● **Text provided**:
****************************************

GD (Amanda): Speaking of new characters, we talked last year and we’re just wondering, are we gonna see Claire and Murtagh again together? Is he gonna be one of the characters we see in the new world?

CB: I almost got in a lot of trouble over my tweet that I tweeted earlier on. Just hold this space, that’s all I can say.

GD (Rob): Yeah, say nothing, just plead the fifth.

CB: I don’t know , I can’t say anything!

GD (Rob): No you can’t you’ll be in so much trouble.

CB: I’ll do a Jeff Sessions on it and I’ll say I don’t remember.

GD (Rob): Or you could just lie, that’s what he does. That’s a whole other thing.

GD (Amanda): I thought we were gonna get through one of these without talking about politics.

GD (Rob): We can’t help ourselves. We can’t help ourselves. Let’s get super superficial for a second. So, two Golden Globe nominations, Critics’ Choice nomination, that’s nothing to sneeze at. We haven’t really had a chance to talk about your Golden Globe nomination earlier this year. What was it like being back on the red carpet? I know it’s a fun night, the show was represented once again. That’s really hard by the way. The Golden Globes usually do away with shows once they’ve had a crack at it in the first year but “Outlander” keeps coming back so that means they really do love you guys. How does that feel?

CB: I find it so hard to absorb those things because obviously it’s huge and you’re thrilled and you feel like someone’s probably made a mistake. It’s such a cool thing to be a part of and it’s so rare… there’s so many shows and there’s so many incredible actresses who do such incredible work and it’s hard to feel like there should be any kind of picking out of performances here or there but it’s just such a nice thing to get recognized and it’s a testament to the writing. I especially last year had some incredible episodes and I think when you’re given material that you can really sink your teeth into, then it’s such a joy as an actor I think as the whole cast and our crew, and none of these performances happen on their own, you’re only ever as good as the person in the scenes with you and so when any of us get recognition like that, it’s just really nice for all of us because we work bloody hard and it’s nice to get invited to a nice party. Those things are really lovely but at the same point, this job is just bloody brilliant anyway so I kinda feel like I’m one of the lucky ones.

****************************************

● **Data supplied**:
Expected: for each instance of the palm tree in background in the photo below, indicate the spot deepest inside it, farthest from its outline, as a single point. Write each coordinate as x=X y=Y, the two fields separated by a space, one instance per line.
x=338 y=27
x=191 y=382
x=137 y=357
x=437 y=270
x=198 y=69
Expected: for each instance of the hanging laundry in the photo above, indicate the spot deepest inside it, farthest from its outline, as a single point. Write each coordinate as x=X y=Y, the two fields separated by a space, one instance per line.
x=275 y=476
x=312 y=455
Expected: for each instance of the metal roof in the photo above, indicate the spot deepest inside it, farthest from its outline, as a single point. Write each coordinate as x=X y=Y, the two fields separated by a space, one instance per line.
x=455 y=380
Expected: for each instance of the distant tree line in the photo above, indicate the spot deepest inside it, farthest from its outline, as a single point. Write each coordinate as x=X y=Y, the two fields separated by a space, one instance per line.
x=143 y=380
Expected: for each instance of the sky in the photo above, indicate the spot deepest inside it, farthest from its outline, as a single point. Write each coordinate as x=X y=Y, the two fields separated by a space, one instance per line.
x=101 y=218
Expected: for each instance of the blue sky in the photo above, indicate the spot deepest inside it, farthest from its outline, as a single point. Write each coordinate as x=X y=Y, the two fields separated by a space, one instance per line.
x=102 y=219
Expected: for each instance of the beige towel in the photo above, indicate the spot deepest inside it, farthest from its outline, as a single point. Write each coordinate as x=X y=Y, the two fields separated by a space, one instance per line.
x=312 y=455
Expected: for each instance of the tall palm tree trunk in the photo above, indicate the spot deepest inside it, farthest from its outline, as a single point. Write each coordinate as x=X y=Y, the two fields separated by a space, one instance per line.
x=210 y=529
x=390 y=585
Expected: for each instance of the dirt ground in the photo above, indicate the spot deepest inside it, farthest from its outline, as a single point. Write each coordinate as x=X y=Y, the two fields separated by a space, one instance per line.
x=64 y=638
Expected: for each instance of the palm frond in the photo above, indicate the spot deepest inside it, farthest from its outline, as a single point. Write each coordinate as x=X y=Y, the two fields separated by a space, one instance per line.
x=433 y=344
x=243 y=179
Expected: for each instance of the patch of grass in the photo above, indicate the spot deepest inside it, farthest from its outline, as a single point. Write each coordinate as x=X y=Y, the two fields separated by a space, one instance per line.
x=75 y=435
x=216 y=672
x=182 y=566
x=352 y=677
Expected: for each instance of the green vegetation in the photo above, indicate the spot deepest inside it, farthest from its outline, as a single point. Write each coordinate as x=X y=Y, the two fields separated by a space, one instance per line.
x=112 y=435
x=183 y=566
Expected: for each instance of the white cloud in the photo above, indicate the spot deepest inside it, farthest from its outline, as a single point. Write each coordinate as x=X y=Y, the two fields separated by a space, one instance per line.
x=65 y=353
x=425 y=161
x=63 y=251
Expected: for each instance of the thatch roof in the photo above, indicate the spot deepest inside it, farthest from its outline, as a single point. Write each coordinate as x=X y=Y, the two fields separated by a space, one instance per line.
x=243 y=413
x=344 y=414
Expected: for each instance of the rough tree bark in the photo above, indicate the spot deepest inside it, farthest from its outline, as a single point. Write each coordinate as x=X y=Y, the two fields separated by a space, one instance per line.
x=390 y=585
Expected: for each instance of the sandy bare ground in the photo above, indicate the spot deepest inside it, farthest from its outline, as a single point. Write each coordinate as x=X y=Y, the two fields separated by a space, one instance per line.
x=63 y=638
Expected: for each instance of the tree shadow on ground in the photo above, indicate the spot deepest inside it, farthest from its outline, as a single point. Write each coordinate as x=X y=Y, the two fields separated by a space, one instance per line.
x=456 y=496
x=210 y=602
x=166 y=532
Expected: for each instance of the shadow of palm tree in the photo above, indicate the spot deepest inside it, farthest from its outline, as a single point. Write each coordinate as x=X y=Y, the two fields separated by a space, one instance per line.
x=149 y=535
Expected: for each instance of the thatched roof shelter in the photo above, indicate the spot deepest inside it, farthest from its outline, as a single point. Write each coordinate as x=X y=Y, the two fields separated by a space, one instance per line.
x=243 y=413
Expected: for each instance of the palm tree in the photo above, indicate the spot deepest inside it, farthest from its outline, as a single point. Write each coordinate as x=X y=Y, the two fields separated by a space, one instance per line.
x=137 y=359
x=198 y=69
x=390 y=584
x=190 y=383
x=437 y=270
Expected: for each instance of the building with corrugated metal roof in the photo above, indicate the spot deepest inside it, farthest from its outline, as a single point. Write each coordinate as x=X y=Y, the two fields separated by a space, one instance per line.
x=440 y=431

****************************************

● **What the task requires**:
Could you reproduce the interview transcript above word for word, from its first line to its last?

● **Result for this task**:
GD (Amanda): Speaking of new characters, we talked last year and we’re just wondering, are we gonna see Claire and Murtagh again together? Is he gonna be one of the characters we see in the new world?

CB: I almost got in a lot of trouble over my tweet that I tweeted earlier on. Just hold this space, that’s all I can say.

GD (Rob): Yeah, say nothing, just plead the fifth.

CB: I don’t know , I can’t say anything!

GD (Rob): No you can’t you’ll be in so much trouble.

CB: I’ll do a Jeff Sessions on it and I’ll say I don’t remember.

GD (Rob): Or you could just lie, that’s what he does. That’s a whole other thing.

GD (Amanda): I thought we were gonna get through one of these without talking about politics.

GD (Rob): We can’t help ourselves. We can’t help ourselves. Let’s get super superficial for a second. So, two Golden Globe nominations, Critics’ Choice nomination, that’s nothing to sneeze at. We haven’t really had a chance to talk about your Golden Globe nomination earlier this year. What was it like being back on the red carpet? I know it’s a fun night, the show was represented once again. That’s really hard by the way. The Golden Globes usually do away with shows once they’ve had a crack at it in the first year but “Outlander” keeps coming back so that means they really do love you guys. How does that feel?

CB: I find it so hard to absorb those things because obviously it’s huge and you’re thrilled and you feel like someone’s probably made a mistake. It’s such a cool thing to be a part of and it’s so rare… there’s so many shows and there’s so many incredible actresses who do such incredible work and it’s hard to feel like there should be any kind of picking out of performances here or there but it’s just such a nice thing to get recognized and it’s a testament to the writing. I especially last year had some incredible episodes and I think when you’re given material that you can really sink your teeth into, then it’s such a joy as an actor I think as the whole cast and our crew, and none of these performances happen on their own, you’re only ever as good as the person in the scenes with you and so when any of us get recognition like that, it’s just really nice for all of us because we work bloody hard and it’s nice to get invited to a nice party. Those things are really lovely but at the same point, this job is just bloody brilliant anyway so I kinda feel like I’m one of the lucky ones.